Can you retype only the lines from the one with "Find the grassy" through the final line of the material, exactly as given?

> [DATA]

┄┄┄┄┄┄

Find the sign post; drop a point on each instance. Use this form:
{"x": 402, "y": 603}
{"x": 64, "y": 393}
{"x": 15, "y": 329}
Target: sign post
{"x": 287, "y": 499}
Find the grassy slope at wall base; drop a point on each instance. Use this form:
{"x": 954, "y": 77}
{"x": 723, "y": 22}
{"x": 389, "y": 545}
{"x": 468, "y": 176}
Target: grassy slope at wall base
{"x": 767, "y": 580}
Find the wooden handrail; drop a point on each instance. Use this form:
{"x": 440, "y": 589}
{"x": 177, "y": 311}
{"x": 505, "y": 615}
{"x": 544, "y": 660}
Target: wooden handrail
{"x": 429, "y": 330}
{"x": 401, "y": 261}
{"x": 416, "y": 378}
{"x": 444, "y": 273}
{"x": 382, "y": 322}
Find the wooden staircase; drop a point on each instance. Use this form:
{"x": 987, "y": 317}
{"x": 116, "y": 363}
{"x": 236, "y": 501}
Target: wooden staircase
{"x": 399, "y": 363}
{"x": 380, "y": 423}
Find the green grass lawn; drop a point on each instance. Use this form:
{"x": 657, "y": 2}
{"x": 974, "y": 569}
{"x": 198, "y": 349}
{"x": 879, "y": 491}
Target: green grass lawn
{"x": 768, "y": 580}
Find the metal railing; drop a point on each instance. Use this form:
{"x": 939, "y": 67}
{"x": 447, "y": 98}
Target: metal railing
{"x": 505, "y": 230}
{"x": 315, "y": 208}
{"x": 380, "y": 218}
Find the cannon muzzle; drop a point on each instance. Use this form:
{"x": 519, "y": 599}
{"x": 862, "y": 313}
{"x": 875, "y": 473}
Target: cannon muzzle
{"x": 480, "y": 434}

┄┄┄┄┄┄

> [WRITTEN ANSWER]
Find the grassy slope at wall base; drop a point on each instance. Use this form:
{"x": 954, "y": 77}
{"x": 723, "y": 22}
{"x": 389, "y": 545}
{"x": 468, "y": 176}
Target: grassy slope at wall base
{"x": 767, "y": 580}
Find the wooden handrail; drop a point on each instance. Use this form:
{"x": 440, "y": 589}
{"x": 177, "y": 311}
{"x": 505, "y": 615}
{"x": 544, "y": 660}
Target: wooden handrail
{"x": 429, "y": 330}
{"x": 401, "y": 261}
{"x": 416, "y": 378}
{"x": 444, "y": 273}
{"x": 382, "y": 322}
Find the wooden staircase; drop a point on each instance. Use this form:
{"x": 987, "y": 317}
{"x": 116, "y": 363}
{"x": 236, "y": 501}
Target: wooden staircase
{"x": 399, "y": 363}
{"x": 380, "y": 423}
Find the green grass lawn; drop a point on each instance. Use this form:
{"x": 657, "y": 2}
{"x": 974, "y": 569}
{"x": 198, "y": 349}
{"x": 879, "y": 491}
Target: green grass lawn
{"x": 768, "y": 580}
Find the metal railing; drop a point on each instance. Use this form:
{"x": 939, "y": 67}
{"x": 447, "y": 98}
Target: metal railing
{"x": 505, "y": 230}
{"x": 315, "y": 208}
{"x": 380, "y": 218}
Find the cannon muzzle; drop a point on each instance. Use this form:
{"x": 519, "y": 599}
{"x": 862, "y": 313}
{"x": 875, "y": 473}
Target: cannon muzzle
{"x": 480, "y": 434}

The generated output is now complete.